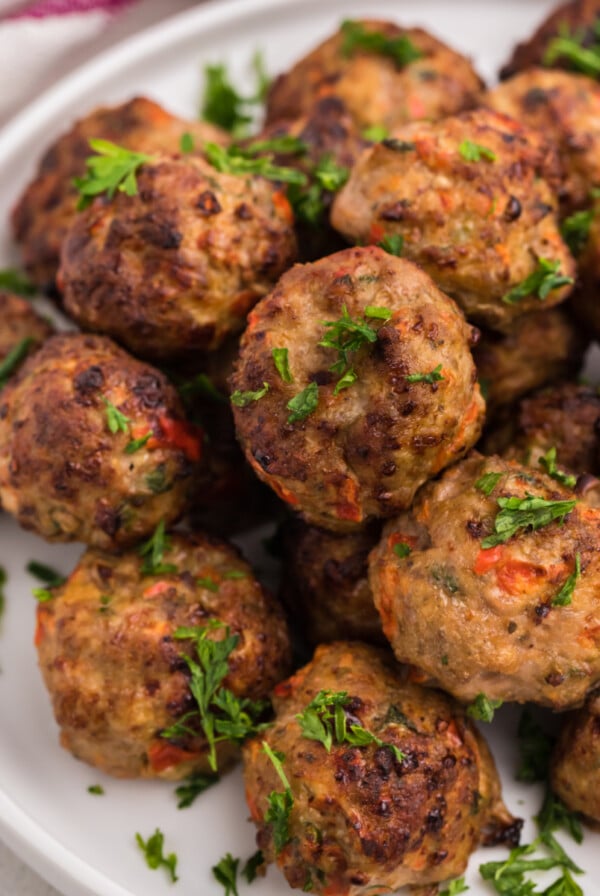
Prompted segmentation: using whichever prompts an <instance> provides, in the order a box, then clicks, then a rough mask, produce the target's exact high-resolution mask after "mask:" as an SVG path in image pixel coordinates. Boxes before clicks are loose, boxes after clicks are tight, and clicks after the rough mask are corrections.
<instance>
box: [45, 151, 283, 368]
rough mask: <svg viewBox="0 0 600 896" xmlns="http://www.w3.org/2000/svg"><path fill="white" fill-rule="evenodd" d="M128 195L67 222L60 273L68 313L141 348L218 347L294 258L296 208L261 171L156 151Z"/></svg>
mask: <svg viewBox="0 0 600 896" xmlns="http://www.w3.org/2000/svg"><path fill="white" fill-rule="evenodd" d="M137 182H138V192H137V193H136V194H135V195H134V196H127V195H125V193H118V194H117V195H116V196H115V198H114V199H113V200H112V201H108V200H100V201H97V202H96V203H94V205H92V206H91V207H90V208H89V209H87V210H86V211H85V212H82V213H81V214H80V215H78V216H77V217H76V219H75V221H74V222H73V225H72V227H71V228H70V230H69V232H68V234H67V235H66V237H65V240H64V243H63V249H62V254H61V267H60V271H59V274H58V280H59V284H60V288H61V289H62V290H63V291H64V303H65V308H66V310H67V312H68V313H69V314H70V315H71V316H72V317H74V318H75V320H76V321H77V322H78V323H79V324H80V325H81V326H82V327H84V328H85V329H89V330H95V331H98V332H103V333H106V334H107V335H109V336H112V337H114V338H115V339H116V340H117V341H118V342H121V343H123V345H125V346H126V347H127V348H129V349H130V350H131V351H133V352H134V353H136V354H138V355H140V356H141V357H145V358H151V359H155V358H156V359H175V360H177V361H179V360H180V359H181V357H182V356H184V355H186V354H188V355H193V354H194V353H197V352H198V351H200V350H205V349H214V348H217V347H218V346H219V345H220V344H221V343H222V342H223V341H224V340H225V338H226V337H227V336H229V335H230V334H231V333H233V332H237V331H239V330H242V329H243V328H244V325H245V322H246V314H247V312H248V311H249V310H250V308H251V307H252V306H253V305H254V304H255V303H256V302H257V301H258V299H259V298H260V297H261V296H263V295H265V293H267V292H268V291H269V289H270V288H271V287H272V286H273V284H274V283H275V281H276V280H277V278H278V277H279V275H280V274H282V273H283V271H285V270H286V269H287V268H288V267H289V266H290V265H291V264H292V263H293V261H294V260H295V258H296V240H295V236H294V231H293V214H292V211H291V208H290V205H289V203H288V200H287V198H286V197H285V195H284V194H283V193H282V192H281V191H280V190H279V188H278V187H276V186H274V185H273V184H272V183H270V182H269V181H267V180H264V179H263V178H260V177H256V176H252V177H248V176H244V177H241V176H237V175H232V174H223V173H221V172H219V171H217V170H216V169H215V168H213V166H212V165H210V164H209V163H208V162H206V161H205V160H204V159H201V158H197V157H192V156H187V157H185V158H167V157H162V158H158V157H157V158H156V159H154V160H153V161H151V162H148V163H147V164H145V165H144V166H143V167H142V168H141V170H140V172H139V175H138V178H137Z"/></svg>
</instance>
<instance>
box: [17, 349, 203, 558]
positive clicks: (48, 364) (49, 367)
mask: <svg viewBox="0 0 600 896" xmlns="http://www.w3.org/2000/svg"><path fill="white" fill-rule="evenodd" d="M201 437H202V433H201V432H200V431H199V430H197V429H195V428H194V427H191V426H189V425H188V424H187V423H186V422H185V421H184V419H183V410H182V407H181V404H180V401H179V399H178V397H177V393H176V392H175V389H174V388H173V387H172V386H171V385H170V384H169V383H168V381H167V379H166V377H165V376H164V375H163V374H162V373H160V372H159V371H158V370H155V369H154V368H152V367H149V366H148V365H147V364H143V363H141V362H140V361H136V360H134V359H133V358H131V357H130V356H129V355H127V354H126V352H124V351H122V349H120V348H118V347H117V346H116V345H114V343H112V342H111V341H110V339H106V338H104V337H101V336H84V335H80V334H65V335H61V336H53V337H52V338H51V339H49V340H48V341H47V342H46V344H45V345H44V346H43V347H42V348H41V349H40V350H39V351H38V352H36V354H34V355H33V356H32V357H31V358H29V359H28V360H27V361H26V362H25V364H24V365H23V367H22V368H21V369H20V371H19V372H18V373H17V374H16V376H15V377H14V378H13V379H12V380H11V382H10V383H9V384H8V385H7V386H6V387H5V389H3V390H2V393H1V394H0V502H1V503H2V506H3V507H4V509H5V510H7V511H8V512H10V513H12V514H14V516H16V518H17V520H18V521H19V523H20V524H21V525H22V526H23V527H24V528H26V529H31V530H32V531H34V532H37V533H38V534H39V535H42V536H43V537H44V538H47V539H48V540H51V541H83V542H86V543H87V544H90V545H93V546H94V547H100V548H103V549H114V548H117V547H120V546H123V545H129V544H133V543H135V542H136V541H137V540H139V539H140V538H143V537H144V536H146V535H148V534H149V533H150V532H152V531H153V529H154V528H155V527H156V525H157V524H158V523H159V522H160V521H161V520H164V521H166V522H167V523H168V522H170V521H172V520H175V519H176V518H177V517H178V516H180V514H181V513H182V512H183V510H184V509H185V507H186V503H187V500H188V494H189V491H190V488H191V485H192V484H193V482H194V478H195V475H196V468H197V466H198V461H199V460H200V457H201Z"/></svg>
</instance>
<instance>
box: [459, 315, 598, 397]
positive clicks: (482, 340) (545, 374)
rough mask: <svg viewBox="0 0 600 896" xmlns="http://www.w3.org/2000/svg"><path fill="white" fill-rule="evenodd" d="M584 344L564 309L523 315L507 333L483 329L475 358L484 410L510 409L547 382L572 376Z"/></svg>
mask: <svg viewBox="0 0 600 896" xmlns="http://www.w3.org/2000/svg"><path fill="white" fill-rule="evenodd" d="M586 343H587V340H586V339H585V337H584V335H583V333H582V332H581V331H580V330H579V329H578V328H577V327H576V326H575V324H574V322H573V320H572V315H571V314H569V313H568V311H567V310H565V309H564V307H563V306H561V307H559V308H550V309H549V310H547V311H532V312H531V313H530V314H523V315H522V316H521V317H518V318H517V319H516V320H515V321H514V322H513V324H512V326H511V328H510V330H509V332H508V333H496V332H494V331H493V330H483V331H482V332H481V336H480V339H479V341H478V343H477V345H475V346H474V348H473V359H474V361H475V366H476V367H477V373H478V376H479V382H480V383H481V387H482V391H483V393H484V395H485V400H486V404H487V408H488V411H495V410H497V409H498V408H500V407H506V406H509V405H512V404H513V403H514V402H515V401H517V400H518V399H519V398H521V397H522V396H523V395H526V394H527V392H531V391H532V390H533V389H537V388H539V387H540V386H543V385H545V383H548V382H552V381H553V380H559V379H564V378H566V377H569V376H574V375H575V374H576V373H577V372H578V370H579V369H580V367H581V364H582V362H583V353H584V350H585V348H586Z"/></svg>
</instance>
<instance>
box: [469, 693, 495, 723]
mask: <svg viewBox="0 0 600 896" xmlns="http://www.w3.org/2000/svg"><path fill="white" fill-rule="evenodd" d="M501 706H502V700H494V699H492V698H490V697H486V695H485V694H477V696H476V697H475V699H474V700H473V702H472V703H471V704H469V706H468V707H467V715H468V716H471V718H472V719H477V721H478V722H491V721H492V719H493V718H494V713H495V712H496V710H497V709H500V707H501Z"/></svg>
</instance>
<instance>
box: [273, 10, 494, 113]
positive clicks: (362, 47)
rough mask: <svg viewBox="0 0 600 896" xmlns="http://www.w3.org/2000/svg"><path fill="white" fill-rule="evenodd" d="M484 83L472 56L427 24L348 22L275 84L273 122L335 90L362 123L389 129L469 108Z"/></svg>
mask: <svg viewBox="0 0 600 896" xmlns="http://www.w3.org/2000/svg"><path fill="white" fill-rule="evenodd" d="M374 43H375V44H378V46H375V47H374V46H373V44H374ZM482 87H483V82H482V81H481V79H480V78H479V77H478V75H477V73H476V72H475V70H474V69H473V66H472V65H471V63H470V62H469V60H468V59H466V58H465V57H464V56H461V55H460V54H459V53H456V52H455V51H454V50H451V49H450V48H449V47H447V46H446V45H445V44H443V43H441V41H439V40H437V39H436V38H435V37H433V36H432V35H431V34H428V33H427V32H426V31H423V30H421V29H420V28H401V27H400V26H399V25H395V24H393V23H392V22H380V21H375V20H363V21H346V22H344V23H343V24H342V27H341V28H340V30H339V31H338V32H336V33H335V34H334V35H333V36H332V37H330V38H328V39H327V40H325V41H324V42H323V43H322V44H320V45H319V46H318V47H316V49H314V50H313V51H312V52H311V53H309V54H308V55H307V56H305V57H303V58H302V59H300V60H299V62H297V63H296V64H295V65H294V66H293V67H292V68H291V69H290V71H289V72H286V73H285V74H283V75H280V76H279V77H278V78H277V79H276V80H275V81H274V83H273V85H272V86H271V89H270V91H269V95H268V97H267V120H268V121H269V122H273V121H277V120H278V119H280V118H295V117H299V116H301V115H304V114H306V113H307V112H309V111H310V109H311V107H312V106H313V104H314V103H315V101H316V100H318V99H320V98H322V97H327V96H331V95H335V96H337V97H339V98H340V99H341V100H342V101H343V102H344V103H345V104H346V106H347V107H348V111H349V112H350V114H351V115H352V117H353V118H354V121H355V122H356V125H357V126H358V127H359V128H368V127H369V126H371V125H383V126H384V127H386V128H388V129H389V128H393V127H397V126H398V125H402V124H406V123H407V122H410V121H415V120H417V119H422V118H426V119H429V120H435V119H438V118H443V117H444V116H446V115H452V114H453V113H455V112H460V111H461V110H462V109H470V108H472V107H473V106H475V105H477V101H478V98H479V95H480V93H481V90H482Z"/></svg>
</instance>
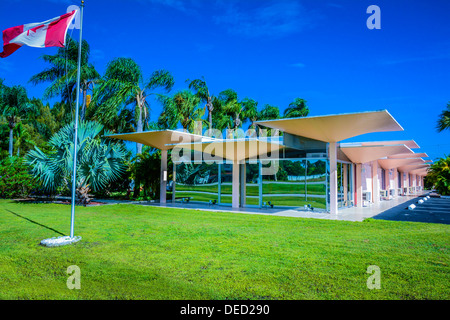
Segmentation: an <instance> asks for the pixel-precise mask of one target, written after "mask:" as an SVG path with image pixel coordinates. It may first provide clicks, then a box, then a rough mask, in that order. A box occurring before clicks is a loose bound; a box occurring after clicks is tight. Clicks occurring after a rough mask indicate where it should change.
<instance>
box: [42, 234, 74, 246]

^^^^^^^^

* EXERCISE GOAL:
Among the lines of the material, find those holding the word "after" and return them.

* ANSWER TO THIS EXERCISE:
Prompted segmentation: using whichever prompts an <instance> provides, in the order a box, then clicks, then a rough mask, produce the target's exact high-resolution mask after "mask:" as an SVG path in image pixel coordinates. Boxes before clicks are loose, boxes after clicks are tight, and clicks after the rough mask are corrections.
Segmentation: an <instance> asks for the pixel-precise mask of one target, written after "mask:" as an SVG path with image pixel coordinates. It may first provide clicks, then a box, then a rough mask, in that order. A box occurring before clicks is a loose bound; a box occurring after clicks is tight. Clicks occurring after a rough mask indicate where it should change.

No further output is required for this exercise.